Entries shown:
+++

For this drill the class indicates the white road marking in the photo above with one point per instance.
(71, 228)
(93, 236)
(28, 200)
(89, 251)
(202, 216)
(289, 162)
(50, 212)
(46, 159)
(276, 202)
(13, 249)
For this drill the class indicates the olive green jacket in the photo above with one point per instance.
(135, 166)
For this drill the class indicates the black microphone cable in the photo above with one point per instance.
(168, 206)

+++

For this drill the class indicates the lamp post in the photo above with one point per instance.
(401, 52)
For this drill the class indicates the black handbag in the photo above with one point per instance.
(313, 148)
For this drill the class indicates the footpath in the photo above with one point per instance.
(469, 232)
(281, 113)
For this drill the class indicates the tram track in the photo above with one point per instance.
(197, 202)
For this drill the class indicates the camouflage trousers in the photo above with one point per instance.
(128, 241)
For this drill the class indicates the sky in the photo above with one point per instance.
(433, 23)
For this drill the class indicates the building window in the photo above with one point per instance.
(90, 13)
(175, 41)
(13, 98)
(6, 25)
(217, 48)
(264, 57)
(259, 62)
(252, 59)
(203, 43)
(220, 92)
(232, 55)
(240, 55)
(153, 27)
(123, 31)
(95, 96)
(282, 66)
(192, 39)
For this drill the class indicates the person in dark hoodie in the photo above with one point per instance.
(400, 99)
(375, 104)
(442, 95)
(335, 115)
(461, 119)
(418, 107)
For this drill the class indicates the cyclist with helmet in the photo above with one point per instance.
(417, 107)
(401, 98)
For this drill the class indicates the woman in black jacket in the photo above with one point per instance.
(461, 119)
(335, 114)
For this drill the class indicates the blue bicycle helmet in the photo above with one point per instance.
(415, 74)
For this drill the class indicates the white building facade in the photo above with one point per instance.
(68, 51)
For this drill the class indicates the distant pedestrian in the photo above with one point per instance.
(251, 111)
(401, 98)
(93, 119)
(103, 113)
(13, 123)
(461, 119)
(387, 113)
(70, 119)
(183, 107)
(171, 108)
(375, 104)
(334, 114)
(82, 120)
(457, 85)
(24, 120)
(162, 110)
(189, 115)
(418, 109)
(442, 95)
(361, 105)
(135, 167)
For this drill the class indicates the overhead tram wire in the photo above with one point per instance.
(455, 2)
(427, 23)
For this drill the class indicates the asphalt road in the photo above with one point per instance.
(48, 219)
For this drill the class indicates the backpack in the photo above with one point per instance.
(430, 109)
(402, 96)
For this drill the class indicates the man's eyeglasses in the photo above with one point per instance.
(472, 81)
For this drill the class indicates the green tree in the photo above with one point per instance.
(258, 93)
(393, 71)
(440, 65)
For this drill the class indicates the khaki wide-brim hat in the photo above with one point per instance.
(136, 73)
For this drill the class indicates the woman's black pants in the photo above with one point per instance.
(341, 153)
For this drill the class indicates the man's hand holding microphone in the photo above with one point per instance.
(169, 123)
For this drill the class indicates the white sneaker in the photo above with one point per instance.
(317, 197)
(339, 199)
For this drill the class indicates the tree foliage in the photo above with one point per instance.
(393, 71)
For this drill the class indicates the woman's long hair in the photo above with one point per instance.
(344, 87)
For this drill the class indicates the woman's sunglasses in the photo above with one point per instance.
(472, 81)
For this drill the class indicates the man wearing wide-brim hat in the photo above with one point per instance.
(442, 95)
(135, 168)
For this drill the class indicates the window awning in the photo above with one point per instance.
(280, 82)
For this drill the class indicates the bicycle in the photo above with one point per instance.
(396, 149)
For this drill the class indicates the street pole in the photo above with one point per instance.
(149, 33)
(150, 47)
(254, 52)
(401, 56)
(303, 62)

+++

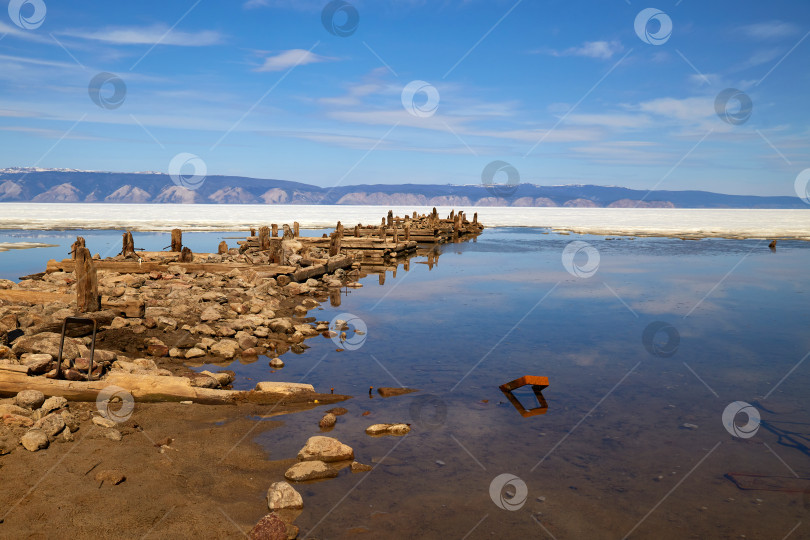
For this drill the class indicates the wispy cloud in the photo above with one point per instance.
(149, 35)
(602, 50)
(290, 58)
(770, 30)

+++

Short task:
Please identify each line in the records that contains the string "wide" and copy those lines out in full.

Written response:
For this drill the class indicates the khaki wide-brim hat in the photo above with one point per instance.
For this drill the class indicates the man wearing wide-brim hat in the photo above with one point per instance.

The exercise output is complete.